**PROMPT:**
Answer these from the article on Oceania World Cup qualifying:
(a) On what date is the first group match scheduled?
(b) Between which dates does the international window run?
(c) In which country is Hay when he speaks about the decision?

All Whites coach Danny Hay has slammed the Oceania Football Confederation, saying their decision around the format of their World Cup qualifying tournament next March would "happen nowhere else in the world" and has "devalued" the qualifying process for the 2022 World Cup in Qatar.
In what would be a bizarre scenario, Hay could be forced to use a squad of almost entirely amateur players for at least the first two qualifying matches, which will be staged outside an official Fifa window.
It means that key men like Chris Wood, Sarpreet Singh, Winston Reid, Ryan Thomas, Liberato Cacace and Joe Bell and many others would be unavailable for part of the tournament, as clubs don't have to release them.
On Monday night OFC confirmed the format, with three round-robin group games, before a semifinal and final, spread across 15 days, not including preparation time.
It's a commitment of almost three weeks, with the first group match scheduled for March 16 and the final set for March 30.
The international window, when clubs are mandated to release players, runs from March 21 to March 29.
OFC had applied to Fifa for an eight-day extension, but the Herald understands their request was blocked by the European clubs. Fifa has since granted a one day extension, to take in the final.
New Zealand Football pushed for a straight knockout tournament (quarter-final, semifinal and final), which could have been accommodated within the existing window, but were outvoted, with the other Oceania nations reluctant to travel to Qatar with the prospect of just one match.
But it leaves the All Whites in an unprecedented situation.
"This would happen nowhere else in the world," said Hay, who is currently visiting Kiwi players in Europe. "I'm here in Denmark and trying to explain how this is transpired. Nobody here can get their head around - they were just bamboozled.
"Imagine saying to the Danish national team that you've got World Cup qualifying but you can't pick the best players. They found that very hard to imagine.
"The reality is we may be missing a full strength squad for all three games leading into the semifinal or final, if we were to make it that far."
While massively disappointed, Hay wasn't completely surprised by the decision.

Point annotation dataset records
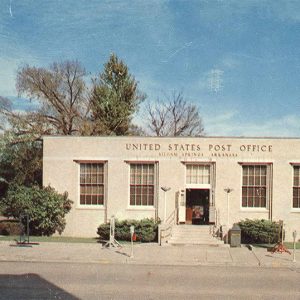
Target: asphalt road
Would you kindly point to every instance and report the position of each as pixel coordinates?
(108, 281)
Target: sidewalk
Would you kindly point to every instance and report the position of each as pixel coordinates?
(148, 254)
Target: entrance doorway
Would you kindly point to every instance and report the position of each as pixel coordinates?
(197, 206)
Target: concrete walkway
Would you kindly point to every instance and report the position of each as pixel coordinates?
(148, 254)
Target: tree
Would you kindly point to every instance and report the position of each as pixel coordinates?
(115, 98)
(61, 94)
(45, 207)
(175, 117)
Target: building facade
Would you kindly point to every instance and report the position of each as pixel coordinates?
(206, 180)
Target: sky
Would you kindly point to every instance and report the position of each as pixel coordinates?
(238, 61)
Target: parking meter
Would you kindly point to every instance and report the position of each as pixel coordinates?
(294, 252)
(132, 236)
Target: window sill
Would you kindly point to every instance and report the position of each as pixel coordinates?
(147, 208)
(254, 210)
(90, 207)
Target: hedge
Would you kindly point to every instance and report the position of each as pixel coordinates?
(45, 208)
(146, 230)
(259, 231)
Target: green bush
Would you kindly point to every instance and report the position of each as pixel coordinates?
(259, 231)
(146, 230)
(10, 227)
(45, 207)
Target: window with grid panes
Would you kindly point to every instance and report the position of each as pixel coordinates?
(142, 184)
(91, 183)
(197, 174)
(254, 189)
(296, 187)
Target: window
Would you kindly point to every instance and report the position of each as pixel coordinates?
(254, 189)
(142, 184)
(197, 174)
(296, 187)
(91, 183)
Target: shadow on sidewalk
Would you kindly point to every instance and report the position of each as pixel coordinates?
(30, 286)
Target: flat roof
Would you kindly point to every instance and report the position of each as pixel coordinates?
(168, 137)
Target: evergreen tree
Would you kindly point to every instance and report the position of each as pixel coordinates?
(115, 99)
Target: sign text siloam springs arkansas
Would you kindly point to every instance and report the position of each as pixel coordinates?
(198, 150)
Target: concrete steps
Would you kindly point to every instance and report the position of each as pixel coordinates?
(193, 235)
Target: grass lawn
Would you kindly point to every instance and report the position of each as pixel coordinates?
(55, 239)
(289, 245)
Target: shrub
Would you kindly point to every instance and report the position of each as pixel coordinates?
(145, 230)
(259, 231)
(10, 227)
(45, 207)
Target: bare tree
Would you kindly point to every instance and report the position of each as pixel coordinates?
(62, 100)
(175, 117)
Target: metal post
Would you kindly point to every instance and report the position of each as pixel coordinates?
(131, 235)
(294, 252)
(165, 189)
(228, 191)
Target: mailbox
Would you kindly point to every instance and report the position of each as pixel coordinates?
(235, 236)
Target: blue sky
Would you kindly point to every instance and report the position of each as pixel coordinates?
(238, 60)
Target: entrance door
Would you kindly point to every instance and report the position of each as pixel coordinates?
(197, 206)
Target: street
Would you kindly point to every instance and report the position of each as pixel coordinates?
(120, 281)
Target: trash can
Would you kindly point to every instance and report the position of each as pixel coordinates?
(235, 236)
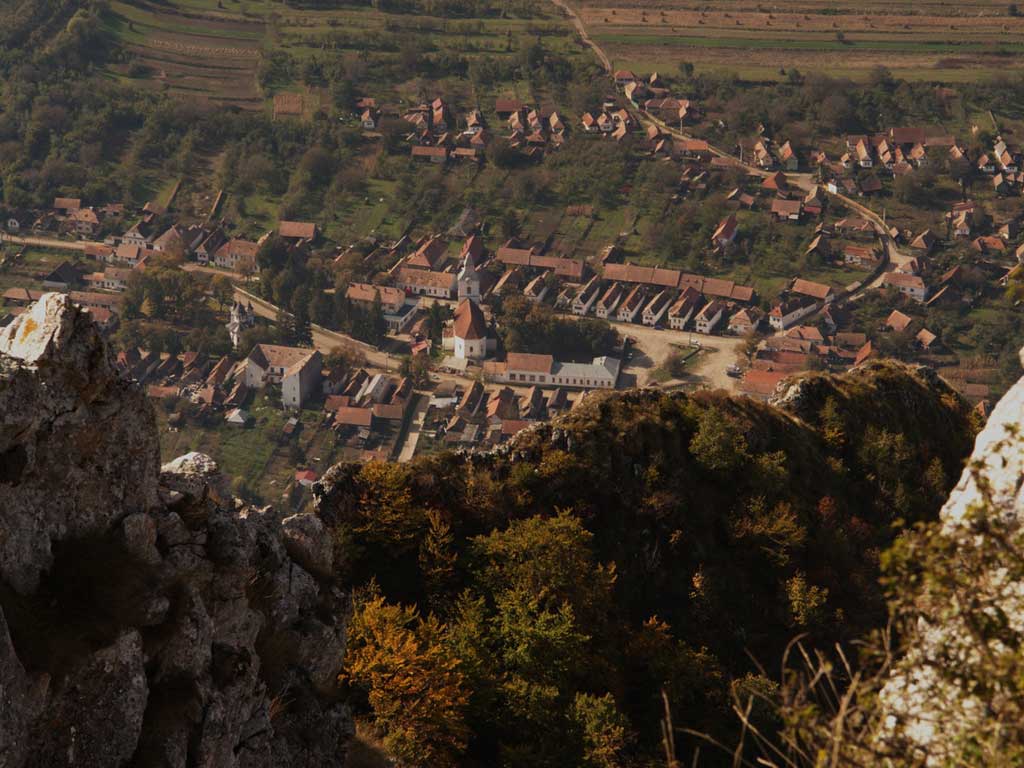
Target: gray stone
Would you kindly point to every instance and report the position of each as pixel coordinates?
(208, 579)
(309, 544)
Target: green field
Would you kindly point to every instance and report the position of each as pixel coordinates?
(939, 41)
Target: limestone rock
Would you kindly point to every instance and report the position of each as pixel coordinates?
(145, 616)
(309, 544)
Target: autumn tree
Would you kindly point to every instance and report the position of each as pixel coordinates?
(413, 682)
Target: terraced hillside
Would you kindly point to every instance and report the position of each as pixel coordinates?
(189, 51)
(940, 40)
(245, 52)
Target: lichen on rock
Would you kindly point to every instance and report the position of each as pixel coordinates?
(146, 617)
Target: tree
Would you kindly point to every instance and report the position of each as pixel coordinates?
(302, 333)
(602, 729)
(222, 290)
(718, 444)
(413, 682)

**THE REPLY:**
(a) March 16
(b) March 21 to March 29
(c) Denmark